◆ **TEXT BLOCK**

== == ==

Re: large amount of disk space freed on restart

Mike Heffner Mon, 09 Sep 2013 14:14:11 -0700

Jason,

Thanks, we'll give that option a try.


Mike


On Mon, Sep 9, 2013 at 2:41 PM, Jason Rosenberg <j...@squareup.com> wrote:

> Sorry, I forgot to close the loop on my experiences with this....
>
> We solved this issue by setting the 'allocsize' mount option, in the fstab.
>  E.g. allocsize=16M.
>
> Jason
>
>
> On Mon, Sep 9, 2013 at 1:47 PM, Jay Kreps <jay.kr...@gmail.com> wrote:
>
> > This could certainly be done. It would be slightly involved since you
> would
> > need to implement some kind of file-handle cache for both indexes and log
> > files and re-open them on demand when a read occurs. If someone wants to
> > take a shot at this, the first step would be to get a design wiki in
> place
> > on how this would work. This is potentially nice to reduce the open file
> > count (though open files are pretty cheap).
> >
> > That said this issue only impacts xfs and it seems to be fixed by that
> > setting jonathan found. I wonder if you could give that a try and see if
> it
> > works for you too? I feel dealing with closed files does add a lot of
> > complexity so if there is an easy fix I would probably rather avoid it.

== == ==

◆ **COMPLETE THE FOLLOWING**
**1.** Copy the passage of the disk space thread from "Thanks, we'll give" to "in the fstab.".
**2.** Name each person who wrote a message in the disk space thread.
**3.** Please pick up the disk space thread after its last sentence and continue it.
The records aren't needed for any of this.

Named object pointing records
== == ==

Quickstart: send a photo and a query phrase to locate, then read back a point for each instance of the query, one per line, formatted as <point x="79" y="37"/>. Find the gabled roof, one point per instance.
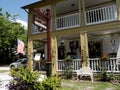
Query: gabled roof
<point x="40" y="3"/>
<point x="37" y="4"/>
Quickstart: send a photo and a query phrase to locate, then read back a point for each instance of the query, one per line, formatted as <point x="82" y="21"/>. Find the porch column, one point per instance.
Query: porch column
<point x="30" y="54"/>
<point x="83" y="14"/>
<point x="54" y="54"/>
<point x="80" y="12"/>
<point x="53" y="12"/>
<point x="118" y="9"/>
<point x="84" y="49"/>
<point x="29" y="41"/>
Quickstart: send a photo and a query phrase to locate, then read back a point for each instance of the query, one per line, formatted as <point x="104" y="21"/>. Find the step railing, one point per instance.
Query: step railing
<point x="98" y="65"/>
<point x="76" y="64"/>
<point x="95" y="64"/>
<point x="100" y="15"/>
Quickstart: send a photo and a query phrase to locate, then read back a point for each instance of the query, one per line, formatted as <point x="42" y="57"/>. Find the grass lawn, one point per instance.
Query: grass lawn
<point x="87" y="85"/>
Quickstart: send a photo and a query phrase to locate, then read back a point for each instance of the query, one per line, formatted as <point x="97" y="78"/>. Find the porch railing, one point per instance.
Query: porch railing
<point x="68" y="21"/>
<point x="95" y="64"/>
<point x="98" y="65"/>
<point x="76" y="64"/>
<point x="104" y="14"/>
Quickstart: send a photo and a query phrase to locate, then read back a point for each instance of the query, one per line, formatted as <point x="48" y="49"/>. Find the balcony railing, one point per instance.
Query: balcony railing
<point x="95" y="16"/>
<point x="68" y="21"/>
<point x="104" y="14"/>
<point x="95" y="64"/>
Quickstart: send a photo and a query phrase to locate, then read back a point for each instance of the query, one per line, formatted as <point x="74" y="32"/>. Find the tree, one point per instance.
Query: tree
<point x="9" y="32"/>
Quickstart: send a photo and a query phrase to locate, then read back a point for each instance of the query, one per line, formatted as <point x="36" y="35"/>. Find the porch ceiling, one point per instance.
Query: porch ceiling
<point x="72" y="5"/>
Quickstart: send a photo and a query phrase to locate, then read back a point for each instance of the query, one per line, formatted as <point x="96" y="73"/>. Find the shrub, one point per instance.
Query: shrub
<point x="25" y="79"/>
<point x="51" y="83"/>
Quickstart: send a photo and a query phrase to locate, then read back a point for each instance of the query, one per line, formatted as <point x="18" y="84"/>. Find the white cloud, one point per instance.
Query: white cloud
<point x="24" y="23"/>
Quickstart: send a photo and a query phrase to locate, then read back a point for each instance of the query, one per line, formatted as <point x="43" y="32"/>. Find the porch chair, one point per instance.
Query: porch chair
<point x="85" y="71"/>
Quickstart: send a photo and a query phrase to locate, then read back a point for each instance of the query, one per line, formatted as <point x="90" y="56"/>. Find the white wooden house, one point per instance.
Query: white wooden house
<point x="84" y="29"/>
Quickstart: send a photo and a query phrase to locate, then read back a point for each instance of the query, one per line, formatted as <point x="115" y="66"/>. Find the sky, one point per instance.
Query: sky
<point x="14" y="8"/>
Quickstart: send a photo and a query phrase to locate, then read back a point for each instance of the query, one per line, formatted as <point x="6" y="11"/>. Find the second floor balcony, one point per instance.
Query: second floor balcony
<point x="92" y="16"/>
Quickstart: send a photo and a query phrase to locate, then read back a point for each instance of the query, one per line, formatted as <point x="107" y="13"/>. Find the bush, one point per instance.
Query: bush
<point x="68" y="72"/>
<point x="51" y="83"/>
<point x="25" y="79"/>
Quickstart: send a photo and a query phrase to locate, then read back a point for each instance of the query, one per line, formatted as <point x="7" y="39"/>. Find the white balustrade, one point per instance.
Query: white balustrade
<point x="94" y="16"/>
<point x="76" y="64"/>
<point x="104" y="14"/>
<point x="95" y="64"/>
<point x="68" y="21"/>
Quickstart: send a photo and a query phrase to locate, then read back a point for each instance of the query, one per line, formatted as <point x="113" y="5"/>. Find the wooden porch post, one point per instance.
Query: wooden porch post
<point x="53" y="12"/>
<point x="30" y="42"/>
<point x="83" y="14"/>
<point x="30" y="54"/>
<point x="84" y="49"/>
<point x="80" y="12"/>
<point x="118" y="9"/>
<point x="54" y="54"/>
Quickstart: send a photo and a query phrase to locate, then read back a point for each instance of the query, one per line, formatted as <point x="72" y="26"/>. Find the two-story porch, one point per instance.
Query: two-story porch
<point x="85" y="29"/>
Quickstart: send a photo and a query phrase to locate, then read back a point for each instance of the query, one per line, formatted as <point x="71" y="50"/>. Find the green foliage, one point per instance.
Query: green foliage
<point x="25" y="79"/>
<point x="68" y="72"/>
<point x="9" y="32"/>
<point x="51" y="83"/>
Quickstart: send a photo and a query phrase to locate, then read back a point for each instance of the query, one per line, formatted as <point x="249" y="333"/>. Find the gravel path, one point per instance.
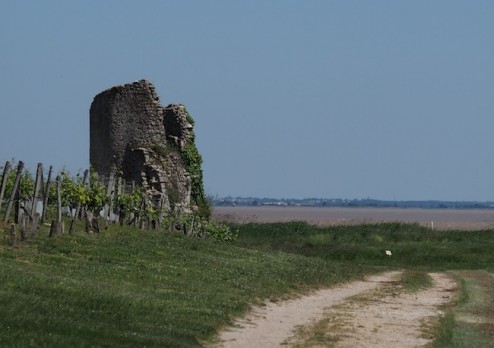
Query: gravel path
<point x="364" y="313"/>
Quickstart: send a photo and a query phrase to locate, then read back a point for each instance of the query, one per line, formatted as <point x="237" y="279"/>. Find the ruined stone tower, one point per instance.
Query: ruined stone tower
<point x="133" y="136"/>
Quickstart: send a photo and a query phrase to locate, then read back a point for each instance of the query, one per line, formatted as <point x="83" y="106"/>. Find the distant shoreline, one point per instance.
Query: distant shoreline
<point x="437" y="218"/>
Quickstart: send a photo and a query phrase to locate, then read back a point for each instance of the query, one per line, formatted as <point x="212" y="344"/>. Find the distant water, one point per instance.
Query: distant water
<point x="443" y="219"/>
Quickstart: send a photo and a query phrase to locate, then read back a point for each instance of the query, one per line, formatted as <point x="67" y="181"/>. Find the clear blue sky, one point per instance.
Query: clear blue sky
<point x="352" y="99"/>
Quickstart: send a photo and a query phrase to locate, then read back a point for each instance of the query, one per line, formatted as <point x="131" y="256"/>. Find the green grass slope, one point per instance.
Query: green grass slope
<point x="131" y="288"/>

== == ==

◆ **ANSWERS PER TASK**
**1.**
Thanks, we'll give that option a try.


Mike


On Mon, Sep 9, 2013 at 2:41 PM, Jason Rosenberg <j...@squareup.com> wrote:

> Sorry, I forgot to close the loop on my experiences with this....
>
> We solved this issue by setting the 'allocsize' mount option, in the fstab.

**2.** Mike Heffner, Jason Rosenberg, Jay Kreps

**3.**
> >
> > -Jay
> >
> >
> > On Mon, Sep 9, 2013 at 8:17 AM, Mike Heffner <m...@librato.com> wrote:
> >
> > > We are also seeing this problem with version 0.7.1 and logs on an XFS
> > > partition. At our largest scale we can frequently free over 600GB of
> disk
> > > usage by simply restarting Kafka. We've examined the `lsof` output from
> > the
> > > Kafka process and while it does appear to have FDs open for all log
> files
> > > on disk (even those long past read from), it does not have any files
> open
> > > that were previously deleted from disk.
> > >
> > > Du output agrees that the seen size is much larger than apparent-size
> > size:
> > >
> > > root@kafkanode-1:/raid0/kafka-logs/measures-0# du -h
> > > 00000000242666442619.kafka
> > > 1.1G 00000000242666442619.kafka
> > > root@kafkanode-1:/raid0/kafka-logs/measures-0# du -h --apparent-size
> > > 00000000242666442619.kafka
> > > 513M 00000000242666442619.kafka
> > >
> > >
> > > Our log size/retention policy is:
> > >
> > > log.file.size=536870912
> > > log.retention.hours=96
> > >
> > > We tried dropping the caches from the Stack Overflow suggestion (sync;
> > echo
> > > 3 > /proc/sys/vm/drop_caches) but that didn't seem to clear up the
> extra
> > > space. Haven't had the chance to try remounting with the allocsize
> > option.
> > >
> > > In summary, it would be great if Kafka would close FD's to log files
> that
> > > hadn't been read from for some period of time if it addresses this
> issue.
> > >
> > > Cheers,
> > >
> > > Mike
> > >
> > > On Fri, Jul 26, 2013 at 5:03 PM, Jay Kreps <jay.kr...@gmail.com>
> wrote:
> > >
> > > > Cool, good to know.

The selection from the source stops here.